» **EXERCISE DIRECTIONS**:
Reproduce the data word for word, starting at the line that contains "Thank you for the photo. Could you please annotate the black" and continuing through the last line of the data.
:::::
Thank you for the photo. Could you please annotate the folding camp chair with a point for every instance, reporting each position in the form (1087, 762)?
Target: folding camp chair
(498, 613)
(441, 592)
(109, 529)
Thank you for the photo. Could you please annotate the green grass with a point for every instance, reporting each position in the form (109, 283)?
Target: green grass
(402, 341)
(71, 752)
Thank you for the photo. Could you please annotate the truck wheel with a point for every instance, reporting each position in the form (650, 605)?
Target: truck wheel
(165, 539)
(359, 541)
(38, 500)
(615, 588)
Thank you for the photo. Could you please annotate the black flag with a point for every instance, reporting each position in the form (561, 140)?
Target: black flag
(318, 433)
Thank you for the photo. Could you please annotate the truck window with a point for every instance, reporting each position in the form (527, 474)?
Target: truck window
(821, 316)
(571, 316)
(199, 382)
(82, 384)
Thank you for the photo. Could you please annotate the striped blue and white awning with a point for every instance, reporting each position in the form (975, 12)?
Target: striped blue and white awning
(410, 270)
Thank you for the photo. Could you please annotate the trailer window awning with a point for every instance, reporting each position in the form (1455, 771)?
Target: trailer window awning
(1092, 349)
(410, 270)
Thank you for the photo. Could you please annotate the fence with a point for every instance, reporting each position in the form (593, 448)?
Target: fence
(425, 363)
:::::
» **EXPECTED ANSWER**:
Thank you for the photo. Could you please annotate the black flag with a point for every instance, reporting each position in the form (561, 140)?
Target: black flag
(318, 433)
Thank you for the photo. Could you please annotate the truck window with a point for every instance, reporting each position in the form (527, 474)?
Target: truck window
(821, 316)
(571, 316)
(199, 382)
(82, 384)
Thank you for the photo. Could you please annotate the striped blue and white awning with a point for every instance, reporting each position in the form (975, 12)?
Target: striped blue and white awning
(410, 270)
Thank you for the photo. Could you please annotate the trailer window awning with a point for every instance, reporting each position in the form (1455, 771)?
Target: trailer window awning
(1092, 349)
(410, 270)
Thank you for the photo. Could you please annotate the fence with a point for every instance, reporting each position in the form (593, 448)?
Target: fence
(425, 363)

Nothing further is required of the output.